■ WHAT YOU HAVE TO DO ■
Leave out any pictures and transcribe all other data below exactly.

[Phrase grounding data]
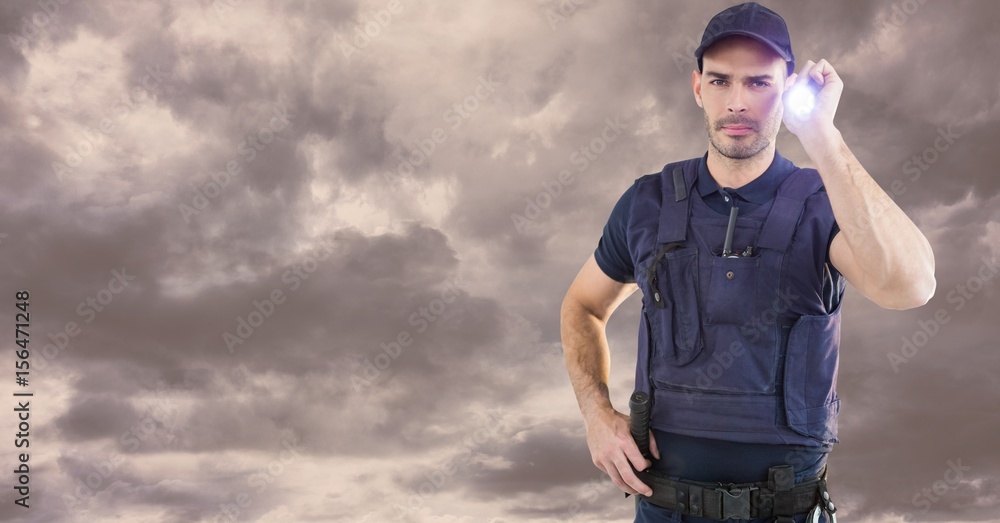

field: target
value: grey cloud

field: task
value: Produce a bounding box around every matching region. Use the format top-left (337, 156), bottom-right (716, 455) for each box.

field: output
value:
top-left (2, 1), bottom-right (998, 521)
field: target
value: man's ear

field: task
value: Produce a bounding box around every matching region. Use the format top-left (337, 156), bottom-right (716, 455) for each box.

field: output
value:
top-left (692, 70), bottom-right (703, 108)
top-left (784, 72), bottom-right (798, 92)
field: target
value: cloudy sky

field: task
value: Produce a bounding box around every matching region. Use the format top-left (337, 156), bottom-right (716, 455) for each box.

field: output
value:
top-left (0, 0), bottom-right (998, 521)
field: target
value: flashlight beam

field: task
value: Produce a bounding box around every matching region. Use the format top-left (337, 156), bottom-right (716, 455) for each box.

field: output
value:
top-left (787, 78), bottom-right (819, 117)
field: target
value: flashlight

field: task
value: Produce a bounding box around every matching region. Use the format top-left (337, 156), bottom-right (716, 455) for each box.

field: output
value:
top-left (786, 77), bottom-right (819, 118)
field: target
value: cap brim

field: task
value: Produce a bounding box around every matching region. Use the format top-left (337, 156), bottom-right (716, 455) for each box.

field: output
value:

■ SOLUTION TO THIS EXERCISE ■
field: target
value: grey cloud

field: task
value: Produce a bounding box around every matching region. Use the format top-left (337, 156), bottom-right (716, 455) for each box.

field: output
value:
top-left (2, 1), bottom-right (998, 521)
field: target
value: man's ear

field: task
value: Produce a bounding box around every matching region. Use the format top-left (337, 156), bottom-right (716, 455) for each box.

field: output
value:
top-left (692, 70), bottom-right (703, 108)
top-left (784, 72), bottom-right (798, 92)
field: target
value: cloudy sky

field: task
value: Produce a bounding box around every matching region. Use the format top-left (337, 156), bottom-right (716, 455) for each box.

field: output
value:
top-left (0, 0), bottom-right (998, 521)
field: target
value: flashlight beam

field: task
value: Produce a bounding box around every matching region. Use the format top-left (337, 156), bottom-right (716, 455) for each box.

field: output
value:
top-left (787, 78), bottom-right (819, 117)
field: target
value: flashlight

field: task
value: Produce a bounding box around every matching region. Use the format top-left (337, 156), bottom-right (716, 455) for each box.

field: output
value:
top-left (786, 77), bottom-right (819, 118)
field: target
value: cap brim

field: task
value: Produce a bounding box around every matching region. Use the format top-left (337, 156), bottom-right (716, 455) for each box.

field: output
value:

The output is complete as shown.